» **Texto mostrado**:
_ _ _ _
Manu Brabo dice las cosas que podría haber dicho Robert Capa: «¿Cuidar el aspecto artístico en mis fotografías? Yo no necesito el arte? Eso me da un poco por culo? Lo que necesito son historias». Este fotoperiodista ha buscado historias y las ha encontrado en geografías hechas añicos, ante cuerpos insepultos, entre los charcos de sangre y los casquillos de bala que alfombran la tierra. Y esas realidades concretas, que él retrata con su cámara Canon 5D, están a la vuelta de cada esquina, las distribuyen las mejores agencias informativas («AP», «Reuters»), y son portada de los rotativos de más difusión («The New York Times», «The Guardian», «Die Welt») y, sobre todo, son historias que se supone que nos conciernen a todos: la pobreza creciente de los más pobres; los terremotos, que se ceban siempre en los más desheredados; la lucha sin tregua de los pueblos por sobrevivir con dignidad; las ilusionantes revoluciones desde la base social; las penas de este mundo, que es un pañuelín de lágrimas.

Manu es valiente y solidario, dado a plantarse en primera línea. En alguna esquina, mientras alarga los brazos y saca la cámara para enfocar el infierno, puede coincidir con reporteros que están tomando notas, tan tranquilos. «¿Qué hará aquí ese colgao?», se preguntaba una vez, mirando de reojo a un colega en medio del combate. Hablaron en inglés, hasta que se dieron cuenta de que los dos eran españoles. Hoy son amigos y coinciden en más esquinas, entre más ráfagas de ametralladora. Aquel «colgao» es el corresponsal de guerra Javier Espinosa.

Manu tiene 31 años, pero ha presenciado escabechinas y carnicerías con la familiaridad de un personaje del Antiguo Testamento. Las ha visto y ha dado testimonio de ellas, sabedor de que «la foto es el lado emocional de la noticia, mientras que el texto es su lado racional». Hasta ayer mismo, como quien dice, ha recorrido las entrañas asoladas de la localidad libia de Misrata, junto a las fuerzas rebeldes, entre cuyos componentes había seguidores del Real Madrid y del Barça. A tiro de la mirada de los francotiradores, él les enseñó que también existe en la Liga española un glorioso equipo llamado Sporting de Gijón. Así que cuando avanzaba a su rebufo victorioso, algunos le saludaban desde el otro lado de la calle: «¡Hey, Sporting!», con los puños levantados y el entusiasmo vibrante de la grada Sur del Molinón.
_ _ _ _
» **Entradas proporcionadas**:
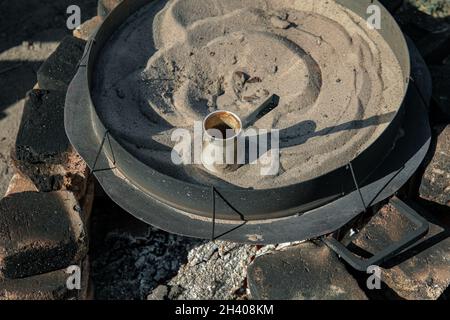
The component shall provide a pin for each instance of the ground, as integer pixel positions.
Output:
(129, 258)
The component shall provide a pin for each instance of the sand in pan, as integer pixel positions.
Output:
(174, 62)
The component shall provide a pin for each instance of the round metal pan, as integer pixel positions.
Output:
(185, 208)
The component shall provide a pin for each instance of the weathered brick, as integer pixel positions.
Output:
(41, 136)
(20, 183)
(88, 28)
(304, 272)
(106, 6)
(441, 88)
(43, 152)
(39, 232)
(419, 273)
(59, 69)
(435, 184)
(47, 286)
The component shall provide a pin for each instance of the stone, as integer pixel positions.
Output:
(435, 185)
(214, 270)
(279, 23)
(57, 71)
(304, 272)
(48, 286)
(87, 29)
(41, 136)
(392, 5)
(106, 6)
(159, 293)
(420, 273)
(441, 88)
(43, 152)
(39, 233)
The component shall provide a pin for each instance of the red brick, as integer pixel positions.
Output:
(39, 233)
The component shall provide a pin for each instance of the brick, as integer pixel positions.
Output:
(87, 29)
(41, 136)
(47, 286)
(59, 69)
(20, 183)
(106, 6)
(435, 184)
(304, 272)
(39, 233)
(417, 274)
(43, 152)
(441, 88)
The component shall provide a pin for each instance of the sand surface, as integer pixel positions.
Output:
(176, 61)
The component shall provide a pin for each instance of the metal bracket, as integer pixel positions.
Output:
(392, 250)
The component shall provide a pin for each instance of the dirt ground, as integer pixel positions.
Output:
(30, 31)
(129, 258)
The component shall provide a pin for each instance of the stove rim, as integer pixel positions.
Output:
(279, 202)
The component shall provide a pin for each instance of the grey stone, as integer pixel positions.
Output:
(215, 270)
(159, 293)
(435, 184)
(39, 233)
(305, 272)
(59, 69)
(87, 29)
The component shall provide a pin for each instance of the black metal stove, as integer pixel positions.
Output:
(301, 211)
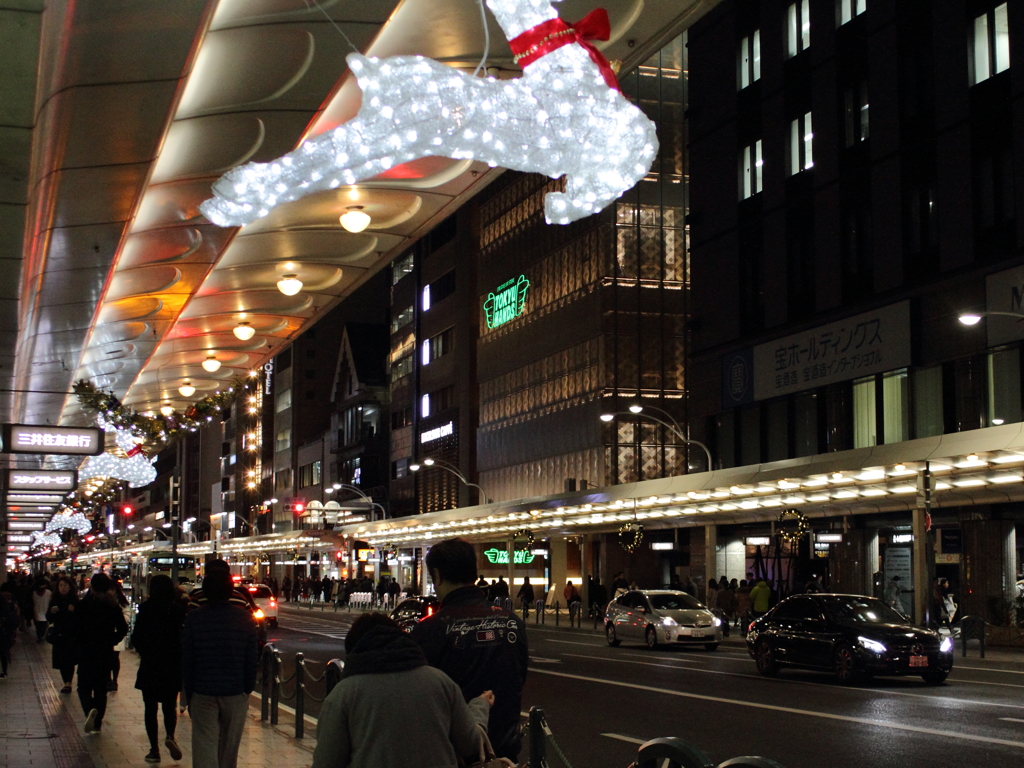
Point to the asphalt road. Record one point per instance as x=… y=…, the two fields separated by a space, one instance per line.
x=601 y=702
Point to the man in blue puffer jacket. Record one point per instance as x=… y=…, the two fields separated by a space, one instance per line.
x=219 y=656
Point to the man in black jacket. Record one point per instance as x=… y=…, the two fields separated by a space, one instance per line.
x=99 y=625
x=219 y=655
x=478 y=645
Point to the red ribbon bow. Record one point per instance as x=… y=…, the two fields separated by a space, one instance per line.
x=553 y=34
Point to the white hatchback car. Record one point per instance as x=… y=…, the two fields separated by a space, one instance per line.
x=265 y=601
x=657 y=616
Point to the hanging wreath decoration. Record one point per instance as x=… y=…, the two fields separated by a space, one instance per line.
x=793 y=536
x=523 y=534
x=630 y=536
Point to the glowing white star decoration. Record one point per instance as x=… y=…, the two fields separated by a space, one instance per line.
x=564 y=117
x=136 y=469
x=50 y=536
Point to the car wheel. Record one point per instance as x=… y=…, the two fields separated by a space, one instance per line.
x=846 y=666
x=651 y=637
x=764 y=656
x=609 y=633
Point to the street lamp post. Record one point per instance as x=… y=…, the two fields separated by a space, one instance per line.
x=449 y=467
x=673 y=427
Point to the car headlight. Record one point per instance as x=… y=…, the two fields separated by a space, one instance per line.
x=872 y=645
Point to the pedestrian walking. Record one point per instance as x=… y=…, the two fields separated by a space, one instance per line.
x=99 y=625
x=158 y=640
x=423 y=721
x=10 y=620
x=61 y=631
x=40 y=605
x=219 y=654
x=480 y=646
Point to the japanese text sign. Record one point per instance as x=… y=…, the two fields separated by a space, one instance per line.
x=863 y=345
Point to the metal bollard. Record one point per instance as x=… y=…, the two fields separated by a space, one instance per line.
x=300 y=694
x=537 y=759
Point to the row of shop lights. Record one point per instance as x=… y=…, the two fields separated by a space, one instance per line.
x=838 y=486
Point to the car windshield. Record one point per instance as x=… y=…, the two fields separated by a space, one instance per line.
x=860 y=610
x=680 y=601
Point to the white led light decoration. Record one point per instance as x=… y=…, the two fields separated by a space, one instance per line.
x=136 y=469
x=564 y=116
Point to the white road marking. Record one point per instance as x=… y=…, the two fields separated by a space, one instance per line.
x=821 y=685
x=788 y=710
x=621 y=737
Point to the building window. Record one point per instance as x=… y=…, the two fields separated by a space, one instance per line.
x=990 y=44
x=750 y=59
x=401 y=318
x=856 y=114
x=801 y=141
x=850 y=8
x=400 y=368
x=798 y=28
x=284 y=400
x=751 y=164
x=401 y=267
x=283 y=441
x=436 y=346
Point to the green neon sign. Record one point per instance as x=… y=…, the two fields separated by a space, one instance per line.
x=501 y=556
x=506 y=303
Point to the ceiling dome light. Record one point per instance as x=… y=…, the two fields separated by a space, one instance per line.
x=244 y=331
x=290 y=285
x=355 y=220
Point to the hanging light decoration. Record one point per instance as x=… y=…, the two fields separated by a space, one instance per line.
x=244 y=331
x=290 y=285
x=564 y=117
x=355 y=220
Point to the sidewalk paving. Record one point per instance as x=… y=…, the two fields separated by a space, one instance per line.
x=42 y=728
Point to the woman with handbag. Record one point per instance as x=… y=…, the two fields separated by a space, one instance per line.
x=391 y=709
x=61 y=631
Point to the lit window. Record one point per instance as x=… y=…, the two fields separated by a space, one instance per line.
x=751 y=164
x=801 y=140
x=990 y=45
x=798 y=28
x=850 y=8
x=750 y=59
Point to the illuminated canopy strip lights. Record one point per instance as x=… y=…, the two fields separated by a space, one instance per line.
x=561 y=118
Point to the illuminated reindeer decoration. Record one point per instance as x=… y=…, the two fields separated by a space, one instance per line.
x=564 y=117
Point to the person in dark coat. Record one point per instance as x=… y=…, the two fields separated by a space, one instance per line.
x=61 y=616
x=99 y=625
x=219 y=656
x=158 y=640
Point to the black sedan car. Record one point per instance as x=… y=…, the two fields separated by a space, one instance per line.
x=411 y=610
x=853 y=636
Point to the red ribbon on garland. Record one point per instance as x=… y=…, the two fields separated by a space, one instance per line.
x=553 y=34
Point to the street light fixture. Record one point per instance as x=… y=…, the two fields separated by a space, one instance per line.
x=449 y=467
x=636 y=410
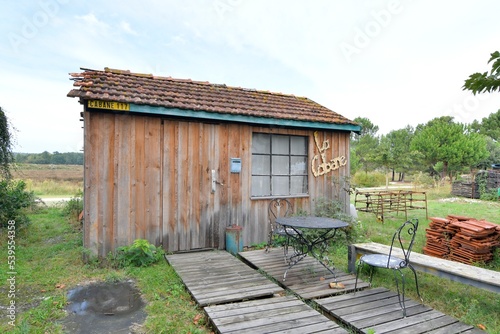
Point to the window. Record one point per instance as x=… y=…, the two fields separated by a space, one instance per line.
x=279 y=165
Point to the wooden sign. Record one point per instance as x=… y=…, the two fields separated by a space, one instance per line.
x=319 y=163
x=109 y=105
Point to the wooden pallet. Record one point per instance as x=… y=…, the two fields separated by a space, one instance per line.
x=285 y=314
x=308 y=279
x=378 y=311
x=215 y=277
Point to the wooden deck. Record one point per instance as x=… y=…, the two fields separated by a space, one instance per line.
x=308 y=278
x=241 y=299
x=217 y=277
x=378 y=310
x=285 y=314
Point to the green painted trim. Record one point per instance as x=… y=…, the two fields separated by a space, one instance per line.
x=214 y=116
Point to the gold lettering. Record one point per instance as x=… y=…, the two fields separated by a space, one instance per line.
x=110 y=105
x=324 y=166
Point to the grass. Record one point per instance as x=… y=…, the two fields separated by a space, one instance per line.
x=49 y=262
x=50 y=180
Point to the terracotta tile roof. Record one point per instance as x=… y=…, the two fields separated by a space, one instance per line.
x=146 y=89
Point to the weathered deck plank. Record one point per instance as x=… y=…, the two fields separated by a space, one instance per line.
x=218 y=277
x=239 y=299
x=378 y=310
x=308 y=278
x=286 y=314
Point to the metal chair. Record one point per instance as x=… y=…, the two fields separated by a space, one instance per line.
x=403 y=240
x=278 y=207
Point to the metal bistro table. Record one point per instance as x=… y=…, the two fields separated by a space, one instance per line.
x=314 y=244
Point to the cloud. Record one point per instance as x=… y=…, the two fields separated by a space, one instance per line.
x=125 y=26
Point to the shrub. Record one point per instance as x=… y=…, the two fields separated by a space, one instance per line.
x=333 y=209
x=14 y=202
x=140 y=254
x=74 y=206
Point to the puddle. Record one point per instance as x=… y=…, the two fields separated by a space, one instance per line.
x=104 y=308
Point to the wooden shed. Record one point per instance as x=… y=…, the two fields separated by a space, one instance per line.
x=178 y=161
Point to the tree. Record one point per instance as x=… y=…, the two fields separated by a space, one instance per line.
x=365 y=144
x=452 y=144
x=489 y=126
x=485 y=82
x=395 y=152
x=6 y=156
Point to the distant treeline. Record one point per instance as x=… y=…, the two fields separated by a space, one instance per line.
x=56 y=158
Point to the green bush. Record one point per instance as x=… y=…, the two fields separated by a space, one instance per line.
x=370 y=179
x=74 y=206
x=140 y=254
x=14 y=202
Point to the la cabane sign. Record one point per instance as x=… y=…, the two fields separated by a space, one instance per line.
x=319 y=163
x=109 y=105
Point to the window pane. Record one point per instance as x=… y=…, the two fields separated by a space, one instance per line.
x=261 y=143
x=281 y=145
x=299 y=145
x=281 y=185
x=261 y=165
x=299 y=185
x=281 y=165
x=299 y=166
x=261 y=186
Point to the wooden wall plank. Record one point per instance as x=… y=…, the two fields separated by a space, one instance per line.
x=152 y=202
x=121 y=195
x=137 y=169
x=145 y=181
x=170 y=240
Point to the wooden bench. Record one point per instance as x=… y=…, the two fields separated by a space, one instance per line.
x=455 y=271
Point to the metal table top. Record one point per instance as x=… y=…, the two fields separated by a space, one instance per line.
x=311 y=222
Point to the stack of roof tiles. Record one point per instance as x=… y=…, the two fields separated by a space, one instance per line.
x=462 y=239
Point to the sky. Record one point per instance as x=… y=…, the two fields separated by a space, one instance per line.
x=395 y=62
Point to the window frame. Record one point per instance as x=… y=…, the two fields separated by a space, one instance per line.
x=290 y=157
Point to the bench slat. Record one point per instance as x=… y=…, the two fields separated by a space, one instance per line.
_ _ _ _
» **Enunciado del ejercicio**: Enumera todas las agencias informativas y los periódicos que se nombran en el texto sobre Manu Brabo.

» **Solución del problema**: AP, Reuters, The New York Times, The Guardian, Die Welt